+++ MATERIAL PROVIDED +++
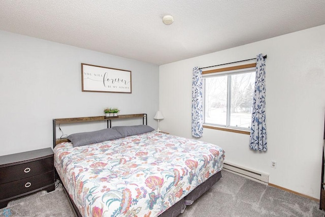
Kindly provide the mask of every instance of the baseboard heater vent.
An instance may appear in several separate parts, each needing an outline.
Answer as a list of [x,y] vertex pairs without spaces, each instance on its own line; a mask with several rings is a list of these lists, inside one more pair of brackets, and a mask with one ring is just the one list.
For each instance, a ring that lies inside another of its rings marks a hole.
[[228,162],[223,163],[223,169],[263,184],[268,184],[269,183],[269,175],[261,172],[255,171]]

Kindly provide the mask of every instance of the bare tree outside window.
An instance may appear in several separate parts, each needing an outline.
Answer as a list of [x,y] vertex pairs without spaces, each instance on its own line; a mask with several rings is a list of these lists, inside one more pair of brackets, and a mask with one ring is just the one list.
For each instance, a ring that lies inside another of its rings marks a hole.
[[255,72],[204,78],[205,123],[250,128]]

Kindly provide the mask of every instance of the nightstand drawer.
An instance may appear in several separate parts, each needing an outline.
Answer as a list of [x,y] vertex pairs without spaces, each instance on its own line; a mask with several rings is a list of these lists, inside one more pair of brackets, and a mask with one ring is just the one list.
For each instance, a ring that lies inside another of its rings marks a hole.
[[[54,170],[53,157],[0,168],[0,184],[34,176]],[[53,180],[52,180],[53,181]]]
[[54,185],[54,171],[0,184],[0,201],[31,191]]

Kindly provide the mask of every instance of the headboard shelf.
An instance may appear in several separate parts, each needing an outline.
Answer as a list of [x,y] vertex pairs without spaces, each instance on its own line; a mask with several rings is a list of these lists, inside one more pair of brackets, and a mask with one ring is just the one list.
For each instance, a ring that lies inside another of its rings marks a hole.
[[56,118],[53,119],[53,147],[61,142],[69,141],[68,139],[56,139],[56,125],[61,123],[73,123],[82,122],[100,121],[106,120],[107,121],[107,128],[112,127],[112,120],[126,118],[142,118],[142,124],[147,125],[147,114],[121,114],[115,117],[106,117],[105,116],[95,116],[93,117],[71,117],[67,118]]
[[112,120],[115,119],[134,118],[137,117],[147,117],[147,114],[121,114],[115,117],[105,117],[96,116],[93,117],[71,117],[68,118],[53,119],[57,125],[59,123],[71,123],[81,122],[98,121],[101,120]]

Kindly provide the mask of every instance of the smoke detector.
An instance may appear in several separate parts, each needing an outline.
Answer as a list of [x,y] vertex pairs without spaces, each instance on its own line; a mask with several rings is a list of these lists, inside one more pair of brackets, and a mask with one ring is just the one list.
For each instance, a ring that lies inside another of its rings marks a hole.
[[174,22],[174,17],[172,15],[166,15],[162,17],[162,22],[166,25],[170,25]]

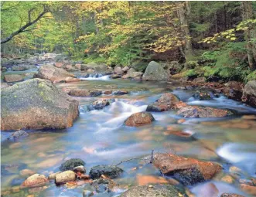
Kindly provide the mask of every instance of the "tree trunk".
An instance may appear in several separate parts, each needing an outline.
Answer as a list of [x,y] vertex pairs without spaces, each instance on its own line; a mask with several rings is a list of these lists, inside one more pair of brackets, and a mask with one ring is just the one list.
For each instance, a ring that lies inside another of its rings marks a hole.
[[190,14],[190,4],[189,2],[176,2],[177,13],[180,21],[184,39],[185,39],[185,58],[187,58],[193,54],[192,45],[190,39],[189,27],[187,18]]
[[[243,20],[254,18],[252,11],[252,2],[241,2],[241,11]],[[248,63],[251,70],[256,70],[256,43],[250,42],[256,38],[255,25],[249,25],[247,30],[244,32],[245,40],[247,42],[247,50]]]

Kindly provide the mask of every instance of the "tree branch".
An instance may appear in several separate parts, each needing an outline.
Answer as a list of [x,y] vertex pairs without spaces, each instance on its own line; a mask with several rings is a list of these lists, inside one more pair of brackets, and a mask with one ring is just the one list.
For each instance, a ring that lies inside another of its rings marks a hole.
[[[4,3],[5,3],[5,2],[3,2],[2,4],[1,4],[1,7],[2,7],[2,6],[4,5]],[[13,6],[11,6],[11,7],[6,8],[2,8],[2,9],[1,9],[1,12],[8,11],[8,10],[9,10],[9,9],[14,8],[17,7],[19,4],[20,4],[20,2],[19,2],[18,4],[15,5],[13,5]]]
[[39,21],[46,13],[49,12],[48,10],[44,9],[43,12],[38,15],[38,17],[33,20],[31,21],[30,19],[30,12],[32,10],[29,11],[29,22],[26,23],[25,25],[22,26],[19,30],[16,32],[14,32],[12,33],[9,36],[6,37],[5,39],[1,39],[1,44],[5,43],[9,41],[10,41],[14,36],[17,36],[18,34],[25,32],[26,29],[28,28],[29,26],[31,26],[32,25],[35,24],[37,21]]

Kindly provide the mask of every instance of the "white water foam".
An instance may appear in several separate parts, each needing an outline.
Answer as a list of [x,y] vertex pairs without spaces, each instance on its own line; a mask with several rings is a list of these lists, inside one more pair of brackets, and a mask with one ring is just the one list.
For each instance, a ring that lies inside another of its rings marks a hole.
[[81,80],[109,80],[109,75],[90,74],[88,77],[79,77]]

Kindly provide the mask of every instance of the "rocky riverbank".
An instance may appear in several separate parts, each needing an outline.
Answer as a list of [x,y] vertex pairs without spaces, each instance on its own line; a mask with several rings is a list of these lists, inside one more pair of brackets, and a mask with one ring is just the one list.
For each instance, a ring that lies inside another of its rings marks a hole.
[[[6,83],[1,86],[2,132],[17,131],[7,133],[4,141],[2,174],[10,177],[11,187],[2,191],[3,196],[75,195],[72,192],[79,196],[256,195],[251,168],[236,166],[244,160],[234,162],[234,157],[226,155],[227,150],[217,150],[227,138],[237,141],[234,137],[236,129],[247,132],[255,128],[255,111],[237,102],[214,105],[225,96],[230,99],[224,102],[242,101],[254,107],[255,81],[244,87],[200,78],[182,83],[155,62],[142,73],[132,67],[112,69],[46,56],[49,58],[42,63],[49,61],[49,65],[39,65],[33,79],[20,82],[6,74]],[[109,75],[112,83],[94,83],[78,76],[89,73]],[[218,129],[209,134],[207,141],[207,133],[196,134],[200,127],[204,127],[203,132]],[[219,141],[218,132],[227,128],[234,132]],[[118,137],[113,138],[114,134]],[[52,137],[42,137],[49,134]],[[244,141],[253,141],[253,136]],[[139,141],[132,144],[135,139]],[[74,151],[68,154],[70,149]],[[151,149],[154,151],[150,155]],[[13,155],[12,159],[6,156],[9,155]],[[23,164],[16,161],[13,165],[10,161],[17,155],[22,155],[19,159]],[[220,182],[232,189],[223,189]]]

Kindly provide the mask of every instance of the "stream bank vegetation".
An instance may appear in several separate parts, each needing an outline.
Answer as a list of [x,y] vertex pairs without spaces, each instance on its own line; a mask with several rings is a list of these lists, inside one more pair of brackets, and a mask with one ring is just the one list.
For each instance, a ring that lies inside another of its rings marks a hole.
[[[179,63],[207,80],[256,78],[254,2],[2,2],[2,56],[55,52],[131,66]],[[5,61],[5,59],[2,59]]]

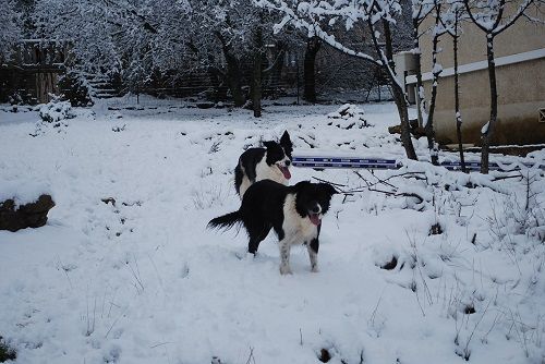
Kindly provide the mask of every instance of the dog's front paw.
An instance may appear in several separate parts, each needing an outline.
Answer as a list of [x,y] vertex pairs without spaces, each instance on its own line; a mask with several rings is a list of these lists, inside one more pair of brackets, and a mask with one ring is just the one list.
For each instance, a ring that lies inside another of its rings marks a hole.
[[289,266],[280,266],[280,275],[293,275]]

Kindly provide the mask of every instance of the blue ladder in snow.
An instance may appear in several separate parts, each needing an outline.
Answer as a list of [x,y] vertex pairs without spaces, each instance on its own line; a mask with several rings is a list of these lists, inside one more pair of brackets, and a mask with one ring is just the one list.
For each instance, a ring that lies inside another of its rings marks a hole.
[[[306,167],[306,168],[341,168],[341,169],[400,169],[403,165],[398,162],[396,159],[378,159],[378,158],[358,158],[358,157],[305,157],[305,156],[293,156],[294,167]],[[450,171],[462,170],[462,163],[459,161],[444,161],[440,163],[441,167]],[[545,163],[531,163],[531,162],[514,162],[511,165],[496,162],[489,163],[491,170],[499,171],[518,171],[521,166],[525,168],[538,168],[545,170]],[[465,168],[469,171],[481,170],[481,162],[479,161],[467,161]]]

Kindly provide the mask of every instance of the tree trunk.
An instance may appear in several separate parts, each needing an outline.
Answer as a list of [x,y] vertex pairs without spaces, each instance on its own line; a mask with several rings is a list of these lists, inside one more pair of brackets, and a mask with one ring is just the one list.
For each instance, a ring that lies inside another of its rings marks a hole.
+++
+++ MATERIAL PROVIDED +++
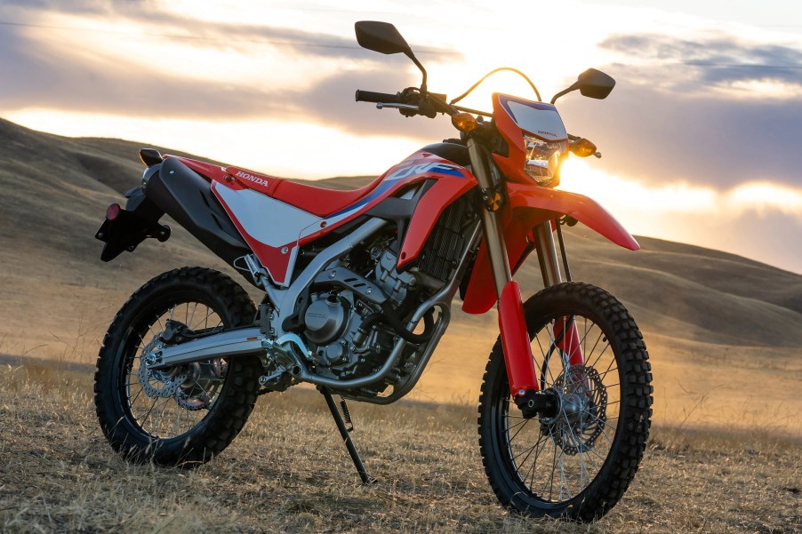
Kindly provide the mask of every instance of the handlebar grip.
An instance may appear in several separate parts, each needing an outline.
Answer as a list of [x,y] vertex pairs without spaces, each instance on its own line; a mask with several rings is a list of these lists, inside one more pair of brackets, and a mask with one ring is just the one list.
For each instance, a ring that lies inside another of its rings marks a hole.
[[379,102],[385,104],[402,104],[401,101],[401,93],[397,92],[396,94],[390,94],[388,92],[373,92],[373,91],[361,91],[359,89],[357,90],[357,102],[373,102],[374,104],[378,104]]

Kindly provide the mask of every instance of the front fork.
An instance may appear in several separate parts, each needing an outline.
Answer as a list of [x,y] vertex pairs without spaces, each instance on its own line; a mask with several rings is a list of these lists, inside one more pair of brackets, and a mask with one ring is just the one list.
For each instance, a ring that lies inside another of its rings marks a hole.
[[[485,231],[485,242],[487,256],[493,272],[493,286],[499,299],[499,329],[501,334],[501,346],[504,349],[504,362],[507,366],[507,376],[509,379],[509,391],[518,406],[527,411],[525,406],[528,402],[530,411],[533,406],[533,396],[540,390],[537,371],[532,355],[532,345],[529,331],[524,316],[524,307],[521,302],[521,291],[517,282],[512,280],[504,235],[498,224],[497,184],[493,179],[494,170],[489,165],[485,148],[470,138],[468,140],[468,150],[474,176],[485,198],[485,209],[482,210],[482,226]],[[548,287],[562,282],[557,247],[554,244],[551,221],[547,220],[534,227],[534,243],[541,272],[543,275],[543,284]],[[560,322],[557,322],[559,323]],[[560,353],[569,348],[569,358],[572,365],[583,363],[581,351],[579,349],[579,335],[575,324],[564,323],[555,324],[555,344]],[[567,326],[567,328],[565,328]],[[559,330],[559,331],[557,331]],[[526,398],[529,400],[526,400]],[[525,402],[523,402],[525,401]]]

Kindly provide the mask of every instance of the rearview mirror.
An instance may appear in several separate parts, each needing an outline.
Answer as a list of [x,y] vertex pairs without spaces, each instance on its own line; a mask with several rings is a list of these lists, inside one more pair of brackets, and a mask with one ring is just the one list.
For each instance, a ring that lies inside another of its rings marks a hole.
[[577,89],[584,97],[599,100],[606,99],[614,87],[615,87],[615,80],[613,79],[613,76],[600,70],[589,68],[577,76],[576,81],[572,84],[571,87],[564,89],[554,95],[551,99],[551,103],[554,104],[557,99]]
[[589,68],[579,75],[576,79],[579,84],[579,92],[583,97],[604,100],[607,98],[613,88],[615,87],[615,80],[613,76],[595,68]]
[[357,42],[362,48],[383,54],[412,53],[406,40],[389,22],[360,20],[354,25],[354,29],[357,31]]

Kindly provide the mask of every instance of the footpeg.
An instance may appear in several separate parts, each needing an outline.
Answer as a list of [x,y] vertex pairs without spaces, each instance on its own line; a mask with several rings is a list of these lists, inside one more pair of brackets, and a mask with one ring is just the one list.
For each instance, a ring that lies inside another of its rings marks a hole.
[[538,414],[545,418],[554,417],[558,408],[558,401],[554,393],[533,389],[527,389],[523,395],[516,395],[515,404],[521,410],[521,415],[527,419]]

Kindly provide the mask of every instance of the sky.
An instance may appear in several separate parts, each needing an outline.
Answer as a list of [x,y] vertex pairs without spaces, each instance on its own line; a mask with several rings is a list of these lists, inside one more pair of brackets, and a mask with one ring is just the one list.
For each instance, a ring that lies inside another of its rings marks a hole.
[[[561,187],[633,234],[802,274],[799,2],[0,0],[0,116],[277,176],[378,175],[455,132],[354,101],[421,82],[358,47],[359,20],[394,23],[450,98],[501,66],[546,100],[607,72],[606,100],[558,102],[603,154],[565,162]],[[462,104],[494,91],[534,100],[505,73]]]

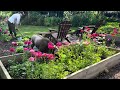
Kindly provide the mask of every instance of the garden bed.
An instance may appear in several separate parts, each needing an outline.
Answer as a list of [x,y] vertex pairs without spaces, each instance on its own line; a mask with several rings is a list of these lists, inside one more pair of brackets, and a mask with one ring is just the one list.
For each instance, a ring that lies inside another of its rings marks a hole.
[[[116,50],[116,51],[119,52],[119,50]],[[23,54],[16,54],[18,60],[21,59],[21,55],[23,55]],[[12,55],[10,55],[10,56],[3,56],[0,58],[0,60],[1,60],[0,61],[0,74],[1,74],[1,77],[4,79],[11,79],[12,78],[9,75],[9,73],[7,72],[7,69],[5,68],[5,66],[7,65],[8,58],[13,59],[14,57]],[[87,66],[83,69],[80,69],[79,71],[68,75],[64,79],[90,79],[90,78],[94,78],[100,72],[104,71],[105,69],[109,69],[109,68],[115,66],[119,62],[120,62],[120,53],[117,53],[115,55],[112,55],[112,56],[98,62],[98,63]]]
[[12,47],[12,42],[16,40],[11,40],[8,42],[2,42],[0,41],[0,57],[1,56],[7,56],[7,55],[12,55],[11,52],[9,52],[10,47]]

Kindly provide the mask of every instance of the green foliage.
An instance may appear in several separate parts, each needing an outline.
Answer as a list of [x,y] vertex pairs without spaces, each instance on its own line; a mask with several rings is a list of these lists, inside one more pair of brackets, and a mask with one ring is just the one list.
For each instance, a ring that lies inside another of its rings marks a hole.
+++
+++ MATERIAL PROVIDED +++
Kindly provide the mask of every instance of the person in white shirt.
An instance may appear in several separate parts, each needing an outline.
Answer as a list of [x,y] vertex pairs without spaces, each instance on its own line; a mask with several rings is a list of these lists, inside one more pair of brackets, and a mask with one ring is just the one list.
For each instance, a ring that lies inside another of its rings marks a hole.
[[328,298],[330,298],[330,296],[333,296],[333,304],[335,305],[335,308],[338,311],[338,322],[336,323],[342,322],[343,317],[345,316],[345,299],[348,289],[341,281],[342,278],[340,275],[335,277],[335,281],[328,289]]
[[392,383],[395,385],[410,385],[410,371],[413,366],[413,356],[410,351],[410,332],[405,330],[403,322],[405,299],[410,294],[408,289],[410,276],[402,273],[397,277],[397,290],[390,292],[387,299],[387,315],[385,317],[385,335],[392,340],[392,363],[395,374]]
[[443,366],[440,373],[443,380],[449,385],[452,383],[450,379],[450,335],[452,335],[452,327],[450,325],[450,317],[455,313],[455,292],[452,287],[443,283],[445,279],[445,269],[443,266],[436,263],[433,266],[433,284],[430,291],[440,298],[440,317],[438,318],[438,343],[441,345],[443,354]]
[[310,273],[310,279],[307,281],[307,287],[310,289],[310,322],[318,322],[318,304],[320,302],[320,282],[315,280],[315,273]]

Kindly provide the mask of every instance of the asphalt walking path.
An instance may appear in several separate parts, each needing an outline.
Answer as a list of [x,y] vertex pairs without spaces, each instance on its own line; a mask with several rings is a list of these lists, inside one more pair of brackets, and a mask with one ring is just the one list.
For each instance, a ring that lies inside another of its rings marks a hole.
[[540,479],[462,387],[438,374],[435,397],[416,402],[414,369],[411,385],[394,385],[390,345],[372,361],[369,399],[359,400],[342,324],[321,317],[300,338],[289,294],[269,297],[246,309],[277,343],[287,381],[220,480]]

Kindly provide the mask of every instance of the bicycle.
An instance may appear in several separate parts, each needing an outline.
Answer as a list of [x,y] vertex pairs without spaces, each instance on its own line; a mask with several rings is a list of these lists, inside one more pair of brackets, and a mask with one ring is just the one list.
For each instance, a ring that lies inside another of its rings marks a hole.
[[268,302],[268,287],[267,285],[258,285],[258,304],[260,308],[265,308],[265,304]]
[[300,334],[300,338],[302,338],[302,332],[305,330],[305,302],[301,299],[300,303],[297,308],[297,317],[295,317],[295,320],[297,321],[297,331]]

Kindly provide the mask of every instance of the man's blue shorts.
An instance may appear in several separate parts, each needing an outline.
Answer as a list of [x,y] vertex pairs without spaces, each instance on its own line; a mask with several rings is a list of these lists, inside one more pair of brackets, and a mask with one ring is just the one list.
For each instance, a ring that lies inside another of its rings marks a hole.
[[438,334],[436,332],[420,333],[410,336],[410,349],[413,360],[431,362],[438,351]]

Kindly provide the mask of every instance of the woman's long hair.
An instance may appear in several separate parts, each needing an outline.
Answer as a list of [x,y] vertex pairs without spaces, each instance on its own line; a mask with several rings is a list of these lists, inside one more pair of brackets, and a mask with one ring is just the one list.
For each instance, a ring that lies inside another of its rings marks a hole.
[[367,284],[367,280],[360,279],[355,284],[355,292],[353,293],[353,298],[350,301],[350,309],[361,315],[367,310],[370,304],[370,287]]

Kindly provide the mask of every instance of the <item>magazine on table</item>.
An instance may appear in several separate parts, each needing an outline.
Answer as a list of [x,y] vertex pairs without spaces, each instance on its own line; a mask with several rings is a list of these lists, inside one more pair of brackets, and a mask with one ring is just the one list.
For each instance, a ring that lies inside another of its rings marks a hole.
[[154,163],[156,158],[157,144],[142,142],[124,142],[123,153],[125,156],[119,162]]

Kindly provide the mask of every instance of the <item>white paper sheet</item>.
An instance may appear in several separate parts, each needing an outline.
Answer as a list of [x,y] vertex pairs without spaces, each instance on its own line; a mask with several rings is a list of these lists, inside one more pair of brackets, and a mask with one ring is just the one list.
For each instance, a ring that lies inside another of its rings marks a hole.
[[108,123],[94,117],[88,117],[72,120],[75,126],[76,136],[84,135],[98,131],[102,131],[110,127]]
+++
Report every line of the data above that contains the string "item", copying each such line in full.

▶ EXERCISE OUTPUT
Kindly provide the mask of every instance of the <item>magazine on table</item>.
Kindly provide the mask of every instance of the <item>white paper sheet</item>.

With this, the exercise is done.